Kariyerine 1962 yılında sadece 8 yaşındayken başlayan Jackie Chan’i sanırım büyük bir çoğunluğumuz tanıyordur. Fakat ben yine de kısaca hakkında bilgi vermek istiyorum. Jackie Chan 1954 yılında Hong Kong’da doğmuştur. Kendisi dövüş ustası, aktör, yönetmen, yapımcı, senarist, dublör, dublör koordinatörü, ses dublajcısı, kameraman ve şarkıcıdır. Örneğin, Bruce Lee’nin başrolünde oynadığı Ejder Kalesi filminde tehlikeli sahnelerin çoğunda dublör olup ip veya özel efekt kullanmamıştır.
Filmlerinde bizlere gösterdiği akrobatik dövüş stili, eğlence unsuru haline gelen çevresindeki eşyaları silah olarak kullanması sanırım akıllarda uzun süre boyunca kalmasını sağlayan etmenler denebilir. Kendisinin Hong Kong Yıldızlar Bulvarı’nda ve Hollywood Ünlüler Kaldırımı’nda yıldızı bulunmaktadır.
Şimdi ise sizlere bu yazının asıl konusu olan Ride On filmi hakkında kısaca bilgi verdikten sonra kendi yorumlarımı belirtmemin uygun olacağını düşünüyorum. Ride On filmi 7 Nisan 2023 tarihinde yayınlandı. Başrollerinde Jackie Chan, Liu Haocun ve Guo Qilin bulunuyor. Filmin konusundan kısaca bahsetmek gerekirse ana temanın çok yetenekli bir dublör olan Lao Luo ve onun en yakın dostu olan Red Hare isimli atla yaşadıkları dostluğu olduğu görülüyor.
8 yıl önce yaşadığı sakatlık dolayısıyla para sıkıntısı çeken ve kendi kızının velayetini kaybetmiş bir baba olarak karşımıza çıkıyor Jackie Chan. Bir gün ötenazi işlemi uygulanacağı sırada kurtardığı doğuştan kusurlu olan atı ile haraç toplayan kötü adamlarla karşılaşıyorlar. Karşılaşmaları sırasında çekilen videolarının viral olmasıyla birlikte Red Hare’i satın almak isteyen birçok zengin iş adamı Lao Luo’ya teklif vermeye başlıyorlar. Lao Luo ise o an üniversitede hukuk okuyan kızı ve kızının erkek arkadaşından yardım isteyerek atını korumaya çalışıyor. Ben daha fazla detaya girmeden önce sizler için aşağıya fragmanı ekliyorum.
Yazının sonuna yaklaşmaktayken sizlerle Ride On hakkındaki yorumlarımı da paylaşmak istiyorum. Aslında Ride On filmi incelendiği zaman şiirlerin toplandığı antoloji kitapları gibi bir film olduğu anlaşılıyor. Az sayıda dövüş sahnesi içermesine rağmen bence Jackie Chan’in en güzel filmlerinden bir tanesi oluyor. Çünkü filmde seyircilere aslıdan Hong Kong ve Çin sinemasında dublör ve oyuncu olmanın nasıl bir deneyim olduğunu da göstermiş oluyor. Birçok sahnede kendisinin eski dublörlük yaptığı filmlerden sahnelerin olması ve onlar hakkında yorumlar yapıyor olması da bana aslında veda tadında bir film olduğunu hissettirmişti. Kendi çocukluğumun kahramanı olan Jackie Chan’i bu film sonrasında tam olarak anladığımı düşünüyorum. Eğer sizde çocukluğunuzda kısa bir süre için bile kendisinin filmlerini izlediyseniz bu filmi sizlere şiddetle öneriyorum.

Görev tanımı →
Ride On filmi üzerine yazılmış metinde "Filmlerinde bizlere gösterdiği" ifadesinden başlayıp "Kaldırımı’nda yıldızı bulunmaktadır." ifadesine kadar olan bölümü, bu son ifade de dahil olmak üzere, alıntılayın.

Veri girdileri:
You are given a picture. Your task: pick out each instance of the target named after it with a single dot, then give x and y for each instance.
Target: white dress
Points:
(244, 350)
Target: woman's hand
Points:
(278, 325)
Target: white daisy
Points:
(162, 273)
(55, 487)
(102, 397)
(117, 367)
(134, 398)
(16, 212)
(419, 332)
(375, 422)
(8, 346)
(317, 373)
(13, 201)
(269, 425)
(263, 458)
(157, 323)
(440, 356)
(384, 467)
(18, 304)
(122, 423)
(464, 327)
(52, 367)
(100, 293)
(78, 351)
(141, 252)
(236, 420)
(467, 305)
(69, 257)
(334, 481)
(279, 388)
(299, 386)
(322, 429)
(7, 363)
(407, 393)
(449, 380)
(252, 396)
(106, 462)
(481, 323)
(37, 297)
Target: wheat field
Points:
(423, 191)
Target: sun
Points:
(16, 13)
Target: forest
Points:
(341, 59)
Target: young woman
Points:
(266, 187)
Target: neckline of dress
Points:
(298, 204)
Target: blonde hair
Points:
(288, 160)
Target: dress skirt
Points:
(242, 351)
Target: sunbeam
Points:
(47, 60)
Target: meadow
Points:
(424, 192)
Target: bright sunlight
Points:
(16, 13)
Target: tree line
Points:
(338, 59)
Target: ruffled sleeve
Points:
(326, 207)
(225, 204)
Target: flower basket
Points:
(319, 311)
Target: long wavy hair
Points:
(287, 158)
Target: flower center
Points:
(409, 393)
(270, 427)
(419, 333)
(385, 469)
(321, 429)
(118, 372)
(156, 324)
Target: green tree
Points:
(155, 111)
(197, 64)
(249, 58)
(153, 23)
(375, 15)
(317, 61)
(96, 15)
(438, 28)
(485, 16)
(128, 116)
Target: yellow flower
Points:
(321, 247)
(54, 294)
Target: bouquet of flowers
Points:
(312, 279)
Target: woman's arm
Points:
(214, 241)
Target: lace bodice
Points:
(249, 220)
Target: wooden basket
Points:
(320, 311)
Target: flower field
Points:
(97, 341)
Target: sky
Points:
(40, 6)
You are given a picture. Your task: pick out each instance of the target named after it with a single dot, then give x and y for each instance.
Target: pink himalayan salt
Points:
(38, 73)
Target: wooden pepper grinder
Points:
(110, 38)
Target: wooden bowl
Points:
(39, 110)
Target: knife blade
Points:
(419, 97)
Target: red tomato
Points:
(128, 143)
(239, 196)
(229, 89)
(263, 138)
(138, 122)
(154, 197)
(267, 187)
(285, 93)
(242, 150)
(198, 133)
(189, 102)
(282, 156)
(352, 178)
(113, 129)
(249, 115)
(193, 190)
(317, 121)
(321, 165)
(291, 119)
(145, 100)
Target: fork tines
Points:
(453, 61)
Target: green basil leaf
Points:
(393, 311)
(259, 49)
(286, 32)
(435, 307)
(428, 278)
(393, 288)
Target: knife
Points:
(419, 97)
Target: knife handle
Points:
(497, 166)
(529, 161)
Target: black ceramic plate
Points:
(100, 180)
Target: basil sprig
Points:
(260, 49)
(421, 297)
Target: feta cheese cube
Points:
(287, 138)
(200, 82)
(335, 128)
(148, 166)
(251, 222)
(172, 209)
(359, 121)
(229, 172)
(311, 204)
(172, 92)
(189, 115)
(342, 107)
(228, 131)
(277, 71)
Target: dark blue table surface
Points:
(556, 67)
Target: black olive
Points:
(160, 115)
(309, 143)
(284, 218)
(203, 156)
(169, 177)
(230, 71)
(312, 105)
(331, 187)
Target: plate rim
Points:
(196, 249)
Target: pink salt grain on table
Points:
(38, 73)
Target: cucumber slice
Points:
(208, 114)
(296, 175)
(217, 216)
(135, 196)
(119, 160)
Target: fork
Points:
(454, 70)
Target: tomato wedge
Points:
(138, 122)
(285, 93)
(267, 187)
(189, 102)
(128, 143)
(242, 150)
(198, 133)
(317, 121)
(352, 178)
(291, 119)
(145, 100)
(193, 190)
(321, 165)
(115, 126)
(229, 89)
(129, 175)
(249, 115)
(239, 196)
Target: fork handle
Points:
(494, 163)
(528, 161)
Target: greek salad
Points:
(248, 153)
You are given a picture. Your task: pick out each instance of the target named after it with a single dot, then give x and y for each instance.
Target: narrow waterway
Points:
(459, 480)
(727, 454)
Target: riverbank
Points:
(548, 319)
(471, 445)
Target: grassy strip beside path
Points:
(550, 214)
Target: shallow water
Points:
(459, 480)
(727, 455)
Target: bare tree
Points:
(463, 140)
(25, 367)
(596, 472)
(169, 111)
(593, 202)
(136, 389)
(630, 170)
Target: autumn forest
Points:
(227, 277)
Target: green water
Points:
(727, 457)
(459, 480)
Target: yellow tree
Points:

Alıştırmanın çözümü →
Filmlerinde bizlere gösterdiği akrobatik dövüş stili, eğlence unsuru haline gelen çevresindeki eşyaları silah olarak kullanması sanırım akıllarda uzun süre boyunca kalmasını sağlayan etmenler denebilir. Kendisinin Hong Kong Yıldızlar Bulvarı’nda ve Hollywood Ünlüler Kaldırımı’nda yıldızı bulunmaktadır.